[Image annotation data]
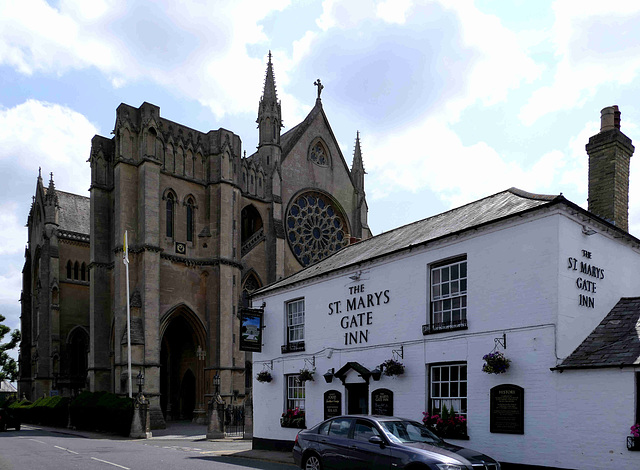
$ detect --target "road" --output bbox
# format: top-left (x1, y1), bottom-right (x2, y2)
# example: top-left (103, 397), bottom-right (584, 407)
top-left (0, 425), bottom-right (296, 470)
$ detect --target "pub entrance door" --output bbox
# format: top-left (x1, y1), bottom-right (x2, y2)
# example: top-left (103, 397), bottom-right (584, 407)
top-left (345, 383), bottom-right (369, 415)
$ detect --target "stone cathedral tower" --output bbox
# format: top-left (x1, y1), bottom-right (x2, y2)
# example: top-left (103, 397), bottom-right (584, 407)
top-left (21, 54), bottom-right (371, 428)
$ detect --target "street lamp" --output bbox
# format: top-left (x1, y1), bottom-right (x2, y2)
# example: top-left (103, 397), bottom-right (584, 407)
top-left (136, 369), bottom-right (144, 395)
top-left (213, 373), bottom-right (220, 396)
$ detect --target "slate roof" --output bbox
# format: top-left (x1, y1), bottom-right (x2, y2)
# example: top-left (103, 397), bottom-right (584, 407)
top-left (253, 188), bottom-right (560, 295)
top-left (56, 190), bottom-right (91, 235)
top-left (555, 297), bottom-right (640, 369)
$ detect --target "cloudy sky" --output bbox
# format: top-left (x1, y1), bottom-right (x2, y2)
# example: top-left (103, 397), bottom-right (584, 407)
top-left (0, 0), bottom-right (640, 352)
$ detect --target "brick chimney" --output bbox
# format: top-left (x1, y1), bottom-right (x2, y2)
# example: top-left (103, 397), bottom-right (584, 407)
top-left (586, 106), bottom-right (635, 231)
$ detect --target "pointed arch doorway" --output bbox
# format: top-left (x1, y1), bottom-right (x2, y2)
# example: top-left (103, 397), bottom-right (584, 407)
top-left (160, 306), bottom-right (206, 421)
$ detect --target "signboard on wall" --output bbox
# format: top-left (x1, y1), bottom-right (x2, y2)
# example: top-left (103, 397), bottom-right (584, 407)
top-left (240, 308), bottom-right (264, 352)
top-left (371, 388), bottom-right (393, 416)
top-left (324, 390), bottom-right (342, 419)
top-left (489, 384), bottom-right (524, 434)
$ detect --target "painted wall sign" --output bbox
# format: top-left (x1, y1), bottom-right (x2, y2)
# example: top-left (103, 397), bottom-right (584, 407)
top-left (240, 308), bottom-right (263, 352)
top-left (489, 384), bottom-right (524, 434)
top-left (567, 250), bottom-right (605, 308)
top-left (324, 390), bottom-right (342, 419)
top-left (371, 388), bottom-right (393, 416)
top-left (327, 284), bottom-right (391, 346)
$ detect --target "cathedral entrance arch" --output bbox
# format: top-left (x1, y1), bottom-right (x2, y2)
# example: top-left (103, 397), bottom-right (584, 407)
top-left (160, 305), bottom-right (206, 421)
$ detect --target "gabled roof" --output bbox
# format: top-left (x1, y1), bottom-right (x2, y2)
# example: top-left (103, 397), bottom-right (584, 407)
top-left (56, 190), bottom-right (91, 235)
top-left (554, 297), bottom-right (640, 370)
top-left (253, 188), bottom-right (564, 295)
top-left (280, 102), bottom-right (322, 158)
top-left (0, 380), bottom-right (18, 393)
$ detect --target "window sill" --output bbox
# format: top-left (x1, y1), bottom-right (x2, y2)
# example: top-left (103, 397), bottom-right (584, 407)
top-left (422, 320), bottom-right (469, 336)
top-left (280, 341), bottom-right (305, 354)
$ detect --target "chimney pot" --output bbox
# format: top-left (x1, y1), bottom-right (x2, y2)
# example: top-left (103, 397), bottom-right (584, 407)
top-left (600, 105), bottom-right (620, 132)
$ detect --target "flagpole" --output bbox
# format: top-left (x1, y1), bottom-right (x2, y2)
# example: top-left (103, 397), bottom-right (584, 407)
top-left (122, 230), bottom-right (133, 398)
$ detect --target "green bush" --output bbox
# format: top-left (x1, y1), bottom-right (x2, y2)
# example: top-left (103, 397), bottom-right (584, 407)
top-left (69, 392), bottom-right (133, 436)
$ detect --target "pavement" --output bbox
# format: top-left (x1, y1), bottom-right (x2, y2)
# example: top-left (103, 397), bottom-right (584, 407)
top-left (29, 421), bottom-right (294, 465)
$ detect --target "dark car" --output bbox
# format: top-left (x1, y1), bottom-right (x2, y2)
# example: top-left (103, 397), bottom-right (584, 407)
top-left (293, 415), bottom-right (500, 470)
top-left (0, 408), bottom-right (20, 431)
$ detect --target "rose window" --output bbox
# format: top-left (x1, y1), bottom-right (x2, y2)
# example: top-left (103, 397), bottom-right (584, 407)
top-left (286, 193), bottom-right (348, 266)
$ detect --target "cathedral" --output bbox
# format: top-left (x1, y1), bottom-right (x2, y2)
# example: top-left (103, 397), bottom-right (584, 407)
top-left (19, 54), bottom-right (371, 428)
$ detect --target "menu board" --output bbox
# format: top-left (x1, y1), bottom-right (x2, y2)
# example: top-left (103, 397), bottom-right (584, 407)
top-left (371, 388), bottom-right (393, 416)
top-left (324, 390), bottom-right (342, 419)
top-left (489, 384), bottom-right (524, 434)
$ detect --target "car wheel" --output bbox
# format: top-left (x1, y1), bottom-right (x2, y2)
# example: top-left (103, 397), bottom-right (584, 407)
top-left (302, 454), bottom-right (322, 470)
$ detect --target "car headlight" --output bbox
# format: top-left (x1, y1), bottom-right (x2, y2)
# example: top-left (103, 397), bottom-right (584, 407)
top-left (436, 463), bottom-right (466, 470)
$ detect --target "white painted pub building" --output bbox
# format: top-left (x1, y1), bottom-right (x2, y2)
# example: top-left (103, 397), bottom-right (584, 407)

** Work instructions **
Copy out all of the lines above word for word, leaving out the pictures.

** Task output **
$ detect --target "road" --output bbox
# format: top-left (x1, y1), bottom-right (x2, y2)
# example: top-left (103, 397), bottom-right (584, 407)
top-left (0, 425), bottom-right (296, 470)
$ detect --target "pub entrance door" --output bbox
# format: top-left (x1, y1), bottom-right (x2, y2)
# example: top-left (103, 397), bottom-right (584, 407)
top-left (345, 383), bottom-right (369, 415)
$ detect --target "stone cathedral tower" --output bbox
# format: top-left (x1, y1), bottom-right (x2, y2)
# example: top-left (103, 397), bottom-right (584, 407)
top-left (21, 54), bottom-right (371, 428)
$ detect --target "street lamp" --output bbox
# format: top-left (x1, y1), bottom-right (x2, y2)
# example: top-left (103, 397), bottom-right (584, 407)
top-left (136, 369), bottom-right (144, 395)
top-left (213, 373), bottom-right (220, 396)
$ detect --target "slate roof" --output bbox
# format: top-left (x1, y1), bottom-right (x2, y2)
# example: top-left (103, 397), bottom-right (584, 407)
top-left (253, 188), bottom-right (560, 295)
top-left (56, 190), bottom-right (91, 235)
top-left (555, 297), bottom-right (640, 369)
$ detect --target "cloudy sky" --output bbox
# format: top-left (x1, y1), bottom-right (x2, y2)
# example: top-left (103, 397), bottom-right (584, 407)
top-left (0, 0), bottom-right (640, 352)
$ detect --target "brick chimney" --output bbox
# format: top-left (x1, y1), bottom-right (x2, y2)
# example: top-left (103, 397), bottom-right (584, 407)
top-left (586, 106), bottom-right (635, 231)
$ detect --target "pointed arch doorway" --output bbox
# format: top-left (x1, y1), bottom-right (x2, y2)
# example: top-left (103, 397), bottom-right (584, 407)
top-left (160, 306), bottom-right (206, 421)
$ detect --target "signboard on wall" --output bbox
# format: top-left (x1, y1), bottom-right (x2, y2)
# example: top-left (103, 397), bottom-right (584, 407)
top-left (240, 308), bottom-right (264, 352)
top-left (371, 388), bottom-right (393, 416)
top-left (324, 390), bottom-right (342, 419)
top-left (489, 384), bottom-right (524, 434)
$ detect --target "painted wall sign" --output bbox
# format: top-left (x1, y1), bottom-right (x2, y2)
# example: top-left (103, 397), bottom-right (584, 407)
top-left (240, 308), bottom-right (263, 352)
top-left (489, 384), bottom-right (524, 434)
top-left (567, 250), bottom-right (605, 308)
top-left (324, 390), bottom-right (342, 419)
top-left (371, 388), bottom-right (393, 416)
top-left (327, 284), bottom-right (391, 346)
$ detect --target "cathedral entrance arch" --output bbox
# format: top-left (x1, y1), bottom-right (x2, y2)
# example: top-left (103, 397), bottom-right (584, 407)
top-left (160, 305), bottom-right (206, 421)
$ detect --target "gabled roof" --output bbox
# format: top-left (x1, y1), bottom-right (x2, y2)
# example: top-left (103, 397), bottom-right (584, 407)
top-left (56, 190), bottom-right (91, 235)
top-left (554, 297), bottom-right (640, 370)
top-left (253, 188), bottom-right (564, 295)
top-left (280, 102), bottom-right (322, 158)
top-left (0, 380), bottom-right (18, 393)
$ detect --target "window sill" --output bbox
# format: top-left (x1, y1), bottom-right (x2, y2)
# example: top-left (103, 397), bottom-right (584, 407)
top-left (422, 320), bottom-right (469, 336)
top-left (280, 341), bottom-right (305, 354)
$ detect --target "chimney pot" --output bbox
# format: top-left (x1, y1), bottom-right (x2, y2)
# example: top-left (103, 397), bottom-right (584, 407)
top-left (600, 105), bottom-right (620, 132)
$ detect --target "flagpole" --output bbox
# format: top-left (x1, y1), bottom-right (x2, y2)
# example: top-left (103, 397), bottom-right (584, 407)
top-left (122, 230), bottom-right (133, 398)
$ detect --target "green bush" --output bbox
# format: top-left (x1, y1), bottom-right (x2, y2)
# example: top-left (103, 397), bottom-right (584, 407)
top-left (69, 392), bottom-right (133, 436)
$ detect --target "pavement" --output bbox
# format: top-left (x1, y1), bottom-right (x2, y2)
# example: top-left (103, 397), bottom-right (584, 407)
top-left (29, 421), bottom-right (294, 465)
$ detect --target "dark car" --output bbox
# format: top-left (x1, y1), bottom-right (x2, y2)
# example: top-left (103, 397), bottom-right (584, 407)
top-left (293, 415), bottom-right (500, 470)
top-left (0, 408), bottom-right (20, 431)
$ detect --target "rose window" --output bbox
# format: top-left (x1, y1), bottom-right (x2, y2)
# example: top-left (103, 397), bottom-right (584, 407)
top-left (286, 193), bottom-right (348, 266)
$ detect --target "cathedral" --output bbox
# format: top-left (x1, y1), bottom-right (x2, y2)
# example: top-left (103, 397), bottom-right (584, 407)
top-left (19, 54), bottom-right (371, 428)
$ detect --target "menu board" --output bbox
# format: top-left (x1, y1), bottom-right (x2, y2)
# example: top-left (103, 397), bottom-right (584, 407)
top-left (371, 388), bottom-right (393, 416)
top-left (324, 390), bottom-right (342, 419)
top-left (489, 384), bottom-right (524, 434)
$ detect --target "car wheel" --output bbox
# format: top-left (x1, y1), bottom-right (x2, y2)
# example: top-left (103, 397), bottom-right (584, 407)
top-left (302, 454), bottom-right (322, 470)
$ detect --target "car headlight" --output bbox
# format: top-left (x1, y1), bottom-right (x2, y2)
# example: top-left (103, 397), bottom-right (584, 407)
top-left (436, 463), bottom-right (466, 470)
$ detect --target "white painted pub building" --output bbox
# format: top-left (x1, y1), bottom-right (x2, y2)
# example: top-left (103, 397), bottom-right (584, 407)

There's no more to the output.